Exercise brief
Rescale the rows from the line containing "castle balcony, writing" through the end of the rows, both ends included. Rewrite every line in that span, requests included, with each x and y coordinate in the answers multiplied by 0.35 and rounded to a whole number, halves rounded up.

Data entries
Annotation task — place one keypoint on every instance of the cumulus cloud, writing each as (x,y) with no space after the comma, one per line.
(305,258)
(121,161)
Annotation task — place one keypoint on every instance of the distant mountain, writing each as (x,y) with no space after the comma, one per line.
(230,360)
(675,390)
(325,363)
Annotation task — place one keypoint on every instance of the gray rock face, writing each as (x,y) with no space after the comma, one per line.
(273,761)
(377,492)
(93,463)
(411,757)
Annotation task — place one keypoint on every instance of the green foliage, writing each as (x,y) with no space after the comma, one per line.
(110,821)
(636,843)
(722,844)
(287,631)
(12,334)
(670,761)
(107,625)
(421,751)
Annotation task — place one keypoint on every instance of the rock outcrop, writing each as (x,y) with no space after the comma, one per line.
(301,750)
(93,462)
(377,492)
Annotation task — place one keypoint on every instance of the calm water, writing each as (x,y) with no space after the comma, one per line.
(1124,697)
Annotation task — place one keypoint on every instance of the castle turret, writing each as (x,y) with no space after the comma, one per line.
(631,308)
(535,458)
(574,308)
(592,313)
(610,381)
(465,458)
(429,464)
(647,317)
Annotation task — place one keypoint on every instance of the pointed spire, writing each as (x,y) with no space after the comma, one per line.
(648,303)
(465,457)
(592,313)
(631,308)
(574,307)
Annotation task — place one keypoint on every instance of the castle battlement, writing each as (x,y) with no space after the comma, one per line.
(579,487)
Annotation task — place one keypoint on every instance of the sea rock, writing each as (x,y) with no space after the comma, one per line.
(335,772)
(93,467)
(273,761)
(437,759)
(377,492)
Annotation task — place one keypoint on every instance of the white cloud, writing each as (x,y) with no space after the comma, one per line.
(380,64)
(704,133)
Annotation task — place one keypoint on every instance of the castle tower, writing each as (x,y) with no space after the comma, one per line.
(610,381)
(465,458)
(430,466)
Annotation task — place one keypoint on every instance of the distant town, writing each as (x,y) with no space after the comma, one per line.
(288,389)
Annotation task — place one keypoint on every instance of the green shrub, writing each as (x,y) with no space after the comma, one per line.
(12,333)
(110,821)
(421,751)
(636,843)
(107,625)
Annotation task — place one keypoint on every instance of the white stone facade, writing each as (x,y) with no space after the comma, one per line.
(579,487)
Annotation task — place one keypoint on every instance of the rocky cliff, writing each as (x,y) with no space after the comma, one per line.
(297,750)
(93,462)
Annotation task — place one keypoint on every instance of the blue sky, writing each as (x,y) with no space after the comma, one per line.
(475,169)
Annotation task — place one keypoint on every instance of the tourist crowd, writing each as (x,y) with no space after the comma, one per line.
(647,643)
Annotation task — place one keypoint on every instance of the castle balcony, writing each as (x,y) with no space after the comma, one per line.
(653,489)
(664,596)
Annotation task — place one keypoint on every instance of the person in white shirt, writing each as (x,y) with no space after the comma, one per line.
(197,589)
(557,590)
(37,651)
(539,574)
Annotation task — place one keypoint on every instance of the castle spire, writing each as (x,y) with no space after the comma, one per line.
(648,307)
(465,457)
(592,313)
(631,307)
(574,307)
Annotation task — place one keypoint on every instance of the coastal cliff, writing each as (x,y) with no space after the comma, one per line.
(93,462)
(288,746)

Expected answer
Annotation task — place one keypoint on every instance of the castle balcony, writing each as (x,y) with no space after the comma, one per line.
(229,171)
(232,209)
Annotation task — place one keypoint on every instance of the person in white shirt, writing each as (x,y) with no space after the comma, one per line.
(69,206)
(195,207)
(13,228)
(189,201)
Annotation task — place one keypoint on every instance of the castle spire, writing each as (x,y) with no space after the comma, one per line.
(227,107)
(163,160)
(207,110)
(221,107)
(201,107)
Annotation task — place one keypoint on every instance of the coastal cliff, writing each as (x,y) with no space after the comma, one per line.
(33,162)
(101,261)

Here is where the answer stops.